• **GIVEN TASK**
Write out the data below again, replacing every "pointer" with "annotator" and leaving everything else unchanged. Omit the pictures from your answer.
★ ★ ★
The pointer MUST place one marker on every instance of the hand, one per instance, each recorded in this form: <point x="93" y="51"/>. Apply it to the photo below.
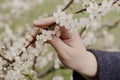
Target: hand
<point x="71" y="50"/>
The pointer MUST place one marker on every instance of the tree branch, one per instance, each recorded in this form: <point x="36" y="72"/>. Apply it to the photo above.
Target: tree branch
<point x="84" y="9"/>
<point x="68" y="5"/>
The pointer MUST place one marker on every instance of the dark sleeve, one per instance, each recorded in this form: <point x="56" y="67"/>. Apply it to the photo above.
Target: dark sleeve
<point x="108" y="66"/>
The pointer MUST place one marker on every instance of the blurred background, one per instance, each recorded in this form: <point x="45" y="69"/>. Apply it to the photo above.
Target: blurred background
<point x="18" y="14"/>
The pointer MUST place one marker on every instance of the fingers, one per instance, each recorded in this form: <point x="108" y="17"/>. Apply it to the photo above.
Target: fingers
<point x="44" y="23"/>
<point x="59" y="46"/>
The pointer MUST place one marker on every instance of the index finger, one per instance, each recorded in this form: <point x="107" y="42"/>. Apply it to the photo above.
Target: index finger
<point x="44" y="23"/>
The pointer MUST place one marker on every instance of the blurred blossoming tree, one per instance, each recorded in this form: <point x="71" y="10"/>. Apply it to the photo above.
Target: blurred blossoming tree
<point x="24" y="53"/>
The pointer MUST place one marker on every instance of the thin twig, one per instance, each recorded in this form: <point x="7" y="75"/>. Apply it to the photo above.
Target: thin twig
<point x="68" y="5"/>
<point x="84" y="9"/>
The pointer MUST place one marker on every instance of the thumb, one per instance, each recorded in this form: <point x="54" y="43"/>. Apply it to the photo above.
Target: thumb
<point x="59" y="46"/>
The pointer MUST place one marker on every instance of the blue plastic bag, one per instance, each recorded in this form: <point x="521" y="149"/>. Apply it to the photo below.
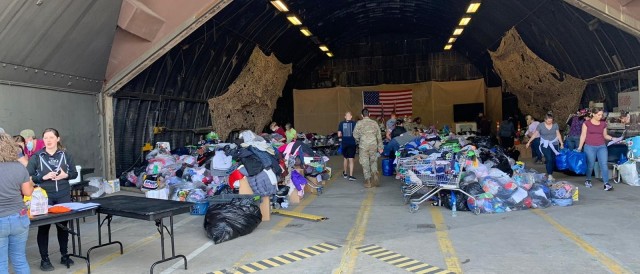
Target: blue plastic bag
★ ★ ★
• **COMPLETE ANSWER**
The annotator MUST place one marker on every instance of the hand, one per instance, each recorded in this form: <point x="93" y="51"/>. Apply it to the photo below.
Target: hand
<point x="71" y="50"/>
The annotator MUST place one marker on every instance of the tree branch, one per instance, each recorded in this form: <point x="36" y="72"/>. Apply it to the photo above.
Target: tree branch
<point x="84" y="9"/>
<point x="68" y="5"/>
The annotator MUST place one marker on every instance of the dark sleeve, one per instance, each recorded in this form: <point x="56" y="67"/>. Apply it to the photo above.
Target: dark sleeve
<point x="108" y="66"/>
The annotator MUST place one marker on every instance of the blurred background, one per instance, each recorded in this form: <point x="45" y="69"/>. Apply it to the photo above.
Target: blurred background
<point x="18" y="14"/>
The annotator MUST place one marker on every instance of the fingers, one per instance, each recorded in this form: <point x="108" y="17"/>. Apply it to the photo above.
Target: fingers
<point x="44" y="23"/>
<point x="59" y="46"/>
The annotator MUST place one marker on every instance of the index finger, one per instance, each recorded in this form: <point x="107" y="42"/>. Apply it to the photo above.
Target: index finger
<point x="44" y="23"/>
The annotator MUST place one marker on every instance of the blurred blossoming tree, one per instance, each recorded in this form: <point x="71" y="10"/>. Apply it to the photo above.
Target: blurred blossoming tree
<point x="24" y="53"/>
The annotator MUST place one marker on every instance of the thin twig, one per instance, each recorded in this form: <point x="7" y="75"/>. Apply it to the photo above.
Target: thin twig
<point x="68" y="5"/>
<point x="84" y="9"/>
The annotator MUST place one marker on every instance of the thumb, one per instance, each recorded in this form: <point x="54" y="43"/>. Apply it to the photo above.
Target: thumb
<point x="59" y="46"/>
The annotator MUST place one marker on every instance of the blue plastic bag, one per instance, each recorded in this form: <point x="521" y="149"/>. Apply it to the photo below.
Target: blue plastic bag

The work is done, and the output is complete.